* _Instruction_: Turn the part of the records that opens with the line containing "Reviewer check: make sure each instance of the asphalt" and runs through the end of the records into a Markdown table with the columns "Row" and "Line", one row per line, leaving out blank lines.

[Records from a dataset]

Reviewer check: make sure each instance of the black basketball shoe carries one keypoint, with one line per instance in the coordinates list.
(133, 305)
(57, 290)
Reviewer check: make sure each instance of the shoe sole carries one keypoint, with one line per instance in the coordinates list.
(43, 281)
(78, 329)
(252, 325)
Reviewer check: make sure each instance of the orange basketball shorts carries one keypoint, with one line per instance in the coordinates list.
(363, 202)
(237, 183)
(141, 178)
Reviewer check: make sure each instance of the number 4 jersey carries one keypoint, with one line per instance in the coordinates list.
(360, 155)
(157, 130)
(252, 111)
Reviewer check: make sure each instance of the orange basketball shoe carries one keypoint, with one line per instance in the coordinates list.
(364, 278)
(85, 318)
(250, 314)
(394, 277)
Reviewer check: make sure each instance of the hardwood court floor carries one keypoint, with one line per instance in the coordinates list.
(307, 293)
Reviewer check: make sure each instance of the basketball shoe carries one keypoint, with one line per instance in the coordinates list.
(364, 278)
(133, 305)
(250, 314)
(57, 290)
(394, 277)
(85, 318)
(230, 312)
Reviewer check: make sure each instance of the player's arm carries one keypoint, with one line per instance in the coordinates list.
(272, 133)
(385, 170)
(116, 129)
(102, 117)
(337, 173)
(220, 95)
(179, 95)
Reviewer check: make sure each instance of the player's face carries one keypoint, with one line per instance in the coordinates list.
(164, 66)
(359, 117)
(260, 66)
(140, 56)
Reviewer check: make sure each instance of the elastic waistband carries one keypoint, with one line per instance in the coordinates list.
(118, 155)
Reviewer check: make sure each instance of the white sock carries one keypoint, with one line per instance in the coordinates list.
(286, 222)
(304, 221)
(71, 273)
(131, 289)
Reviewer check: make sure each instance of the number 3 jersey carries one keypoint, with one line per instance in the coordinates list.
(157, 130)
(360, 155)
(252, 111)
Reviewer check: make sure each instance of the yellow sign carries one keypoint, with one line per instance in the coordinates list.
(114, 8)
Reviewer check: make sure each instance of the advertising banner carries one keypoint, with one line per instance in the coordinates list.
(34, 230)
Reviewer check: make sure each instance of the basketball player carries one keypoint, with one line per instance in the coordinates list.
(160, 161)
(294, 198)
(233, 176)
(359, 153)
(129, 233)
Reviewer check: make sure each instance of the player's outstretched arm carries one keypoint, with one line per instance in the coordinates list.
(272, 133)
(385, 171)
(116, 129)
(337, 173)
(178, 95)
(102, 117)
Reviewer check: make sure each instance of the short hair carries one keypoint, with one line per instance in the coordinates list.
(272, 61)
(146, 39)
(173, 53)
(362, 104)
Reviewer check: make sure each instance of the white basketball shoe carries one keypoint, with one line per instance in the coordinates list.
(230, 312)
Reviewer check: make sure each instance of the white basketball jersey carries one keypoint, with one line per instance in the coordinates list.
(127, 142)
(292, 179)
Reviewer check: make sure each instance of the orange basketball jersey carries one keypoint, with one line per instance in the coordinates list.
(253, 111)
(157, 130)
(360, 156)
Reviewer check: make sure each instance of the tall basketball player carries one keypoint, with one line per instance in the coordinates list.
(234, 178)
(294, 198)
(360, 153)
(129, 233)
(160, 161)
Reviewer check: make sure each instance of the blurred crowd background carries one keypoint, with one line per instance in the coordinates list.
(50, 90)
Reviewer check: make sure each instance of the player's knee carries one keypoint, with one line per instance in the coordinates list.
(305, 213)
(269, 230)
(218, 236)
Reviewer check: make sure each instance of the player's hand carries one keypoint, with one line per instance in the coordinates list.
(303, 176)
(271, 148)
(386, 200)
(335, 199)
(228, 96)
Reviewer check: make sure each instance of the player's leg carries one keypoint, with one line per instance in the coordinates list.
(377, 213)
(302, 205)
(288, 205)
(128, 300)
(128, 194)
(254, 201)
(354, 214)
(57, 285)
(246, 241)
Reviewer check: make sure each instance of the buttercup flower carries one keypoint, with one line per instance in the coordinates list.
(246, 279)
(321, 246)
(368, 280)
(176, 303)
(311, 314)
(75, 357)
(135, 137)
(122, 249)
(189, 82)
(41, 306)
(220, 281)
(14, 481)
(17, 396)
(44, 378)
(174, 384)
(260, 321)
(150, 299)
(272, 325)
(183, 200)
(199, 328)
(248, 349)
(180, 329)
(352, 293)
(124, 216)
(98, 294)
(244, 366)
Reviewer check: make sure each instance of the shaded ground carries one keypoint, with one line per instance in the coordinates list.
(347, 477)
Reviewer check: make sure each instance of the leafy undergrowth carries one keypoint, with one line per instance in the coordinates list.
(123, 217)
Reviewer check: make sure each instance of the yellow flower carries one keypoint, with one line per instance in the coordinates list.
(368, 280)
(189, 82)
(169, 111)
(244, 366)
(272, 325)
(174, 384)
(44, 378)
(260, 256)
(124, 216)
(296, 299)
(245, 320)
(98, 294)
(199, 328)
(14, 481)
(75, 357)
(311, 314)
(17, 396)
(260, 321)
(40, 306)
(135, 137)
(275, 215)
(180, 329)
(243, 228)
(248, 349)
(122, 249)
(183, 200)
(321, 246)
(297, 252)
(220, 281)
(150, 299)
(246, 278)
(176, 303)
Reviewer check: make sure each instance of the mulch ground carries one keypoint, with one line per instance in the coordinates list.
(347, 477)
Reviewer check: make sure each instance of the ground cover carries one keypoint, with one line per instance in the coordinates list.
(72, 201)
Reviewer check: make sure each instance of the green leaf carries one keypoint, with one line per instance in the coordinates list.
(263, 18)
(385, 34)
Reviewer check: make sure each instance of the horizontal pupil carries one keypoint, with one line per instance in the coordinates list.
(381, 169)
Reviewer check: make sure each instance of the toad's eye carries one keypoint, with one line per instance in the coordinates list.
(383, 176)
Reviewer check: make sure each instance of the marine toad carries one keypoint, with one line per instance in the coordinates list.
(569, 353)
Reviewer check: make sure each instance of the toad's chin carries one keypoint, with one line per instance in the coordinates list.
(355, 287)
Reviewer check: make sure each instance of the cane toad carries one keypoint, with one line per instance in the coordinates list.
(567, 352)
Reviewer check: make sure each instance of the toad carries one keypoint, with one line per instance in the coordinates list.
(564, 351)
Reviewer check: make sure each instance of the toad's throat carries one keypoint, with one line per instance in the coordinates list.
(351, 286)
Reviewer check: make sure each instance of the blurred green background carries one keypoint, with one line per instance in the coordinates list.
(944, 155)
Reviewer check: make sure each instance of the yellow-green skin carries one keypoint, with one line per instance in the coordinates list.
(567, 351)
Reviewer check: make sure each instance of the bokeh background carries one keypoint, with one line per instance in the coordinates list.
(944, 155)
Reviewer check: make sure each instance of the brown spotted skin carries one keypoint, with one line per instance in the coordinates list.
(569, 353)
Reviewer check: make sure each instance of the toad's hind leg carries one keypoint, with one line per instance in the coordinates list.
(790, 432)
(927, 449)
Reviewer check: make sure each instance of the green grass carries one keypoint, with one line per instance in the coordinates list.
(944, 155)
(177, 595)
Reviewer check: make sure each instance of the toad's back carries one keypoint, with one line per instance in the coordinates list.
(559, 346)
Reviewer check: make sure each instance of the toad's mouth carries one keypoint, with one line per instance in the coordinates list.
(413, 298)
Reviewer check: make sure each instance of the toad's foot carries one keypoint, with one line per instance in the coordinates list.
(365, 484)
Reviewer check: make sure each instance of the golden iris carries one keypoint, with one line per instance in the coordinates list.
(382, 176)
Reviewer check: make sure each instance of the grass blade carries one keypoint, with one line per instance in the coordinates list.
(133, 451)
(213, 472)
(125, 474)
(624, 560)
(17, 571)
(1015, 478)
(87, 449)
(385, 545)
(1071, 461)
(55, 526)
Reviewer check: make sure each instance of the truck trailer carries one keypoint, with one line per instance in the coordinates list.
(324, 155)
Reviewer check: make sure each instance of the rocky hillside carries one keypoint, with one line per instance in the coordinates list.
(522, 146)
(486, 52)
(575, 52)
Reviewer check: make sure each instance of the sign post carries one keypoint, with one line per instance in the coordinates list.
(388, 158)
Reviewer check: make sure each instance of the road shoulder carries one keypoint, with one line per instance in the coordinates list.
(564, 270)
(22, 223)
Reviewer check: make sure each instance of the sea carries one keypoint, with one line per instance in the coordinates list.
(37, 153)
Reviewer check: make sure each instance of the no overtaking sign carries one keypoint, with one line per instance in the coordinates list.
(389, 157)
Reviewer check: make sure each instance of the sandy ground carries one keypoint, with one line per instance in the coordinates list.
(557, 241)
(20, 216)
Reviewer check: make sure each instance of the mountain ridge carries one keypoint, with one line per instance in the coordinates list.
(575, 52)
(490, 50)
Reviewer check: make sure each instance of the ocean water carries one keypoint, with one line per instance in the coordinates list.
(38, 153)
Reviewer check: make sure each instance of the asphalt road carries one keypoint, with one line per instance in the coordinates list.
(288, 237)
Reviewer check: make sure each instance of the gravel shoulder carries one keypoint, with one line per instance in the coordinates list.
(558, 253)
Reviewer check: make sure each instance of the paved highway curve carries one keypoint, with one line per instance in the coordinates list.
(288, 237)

* _Solution_:
| Row | Line |
|---|---|
| 1 | Reviewer check: make sure each instance of the asphalt road carries one keypoint, with one line per instance in the coordinates list. |
| 2 | (288, 237) |
| 3 | Reviewer check: make sure each instance of the gravel shoulder carries one keypoint, with one line per instance in the coordinates list. |
| 4 | (558, 253) |
| 5 | Reviewer check: make sure each instance of the paved highway curve carries one keypoint, with one line per instance in the coordinates list. |
| 6 | (288, 237) |